= PASSAGE FOR REVIEW =
Babies whose mothers shower them with affection are better at coping with stress when they get older, research showed today.
Nurturing and warmth in early life has "long-lasting positive effects on mental health well into adulthood", they said.
While several pieces of research sought to assess the impact of a
mother's affection, they were based on people recollecting their own
experiences.
The latest study involved psychologists assessing interactions
between mothers and their offspring when the babies were eight months
old.
Mothers were analysed to see how well they coped with their child's
developmental tests and how they responded to their child's performance.
The psychologists ranked levels of affection from negative or occasionally negative to warm, caressing or extravagant.
The mother's affection was then categorised: low (combining negative
and occasionally negative), normal (warm) and high (caressing and
extravagant).
Overall, one in 10 mother-child interactions showed low levels of
maternal affection, 85% showed normal levels and 6% showed very high
levels.
Some 482 of the youngsters were then followed up until age 34 on
average, and their reactions to different types of distress analysed.
These included stress, hostility and anger, sensitivity and anxiety,
and participants were ranked on a scale from not at all distressed by
the symptom to extremely distressed.
The group was also asked whether they thought their mothers were
affectionate towards them, with responses ranging from "strongly agree"
to "strongly disagree".
Children whose mothers gave them lots of affection handled all types of distress better, the results showed.
In particular, they were better at dealing with anxiety than those
whose mothers had shown them little affection or normal levels of
affection.
The authors said: "High levels of maternal affection are likely to
facilitate secure levels of attachment and bonding, which then translate
to lower distress levels in both childhood and adulthood."
Previous research has shown that parental bonding during childhood is
linked to lower levels of depression in young adults, higher
self-esteem and being better at adapting to distressing situations.

= DATA PROVIDED =

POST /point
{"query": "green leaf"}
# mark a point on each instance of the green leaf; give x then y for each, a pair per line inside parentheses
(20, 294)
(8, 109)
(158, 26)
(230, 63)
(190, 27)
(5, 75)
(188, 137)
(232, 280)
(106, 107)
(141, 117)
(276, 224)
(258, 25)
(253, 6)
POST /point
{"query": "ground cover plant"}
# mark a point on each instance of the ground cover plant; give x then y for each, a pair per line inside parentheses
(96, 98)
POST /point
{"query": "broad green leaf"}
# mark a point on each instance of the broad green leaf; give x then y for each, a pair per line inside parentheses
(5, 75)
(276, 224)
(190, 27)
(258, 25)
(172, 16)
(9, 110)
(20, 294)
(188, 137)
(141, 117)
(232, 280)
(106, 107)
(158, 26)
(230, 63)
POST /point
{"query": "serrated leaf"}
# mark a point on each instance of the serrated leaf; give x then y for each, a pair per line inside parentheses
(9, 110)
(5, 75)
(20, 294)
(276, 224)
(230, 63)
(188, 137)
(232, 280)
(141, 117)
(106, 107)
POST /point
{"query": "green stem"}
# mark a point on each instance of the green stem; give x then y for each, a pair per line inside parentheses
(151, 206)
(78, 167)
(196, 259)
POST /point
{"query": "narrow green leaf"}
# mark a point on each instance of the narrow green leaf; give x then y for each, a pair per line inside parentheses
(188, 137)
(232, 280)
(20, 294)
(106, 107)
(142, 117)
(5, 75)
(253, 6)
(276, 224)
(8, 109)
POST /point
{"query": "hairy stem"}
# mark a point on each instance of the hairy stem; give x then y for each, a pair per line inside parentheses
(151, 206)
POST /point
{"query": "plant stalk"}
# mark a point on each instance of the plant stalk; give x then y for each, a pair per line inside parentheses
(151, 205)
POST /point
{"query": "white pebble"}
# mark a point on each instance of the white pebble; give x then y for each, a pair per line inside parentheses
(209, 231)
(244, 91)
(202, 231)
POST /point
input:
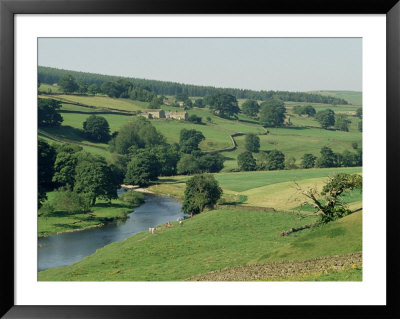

= TASK DESCRIPTION =
In the article above on maternal affection, how old were the babies when psychologists assessed their interactions with their mothers?

= THE COMPLETED TASK =
Eight months old.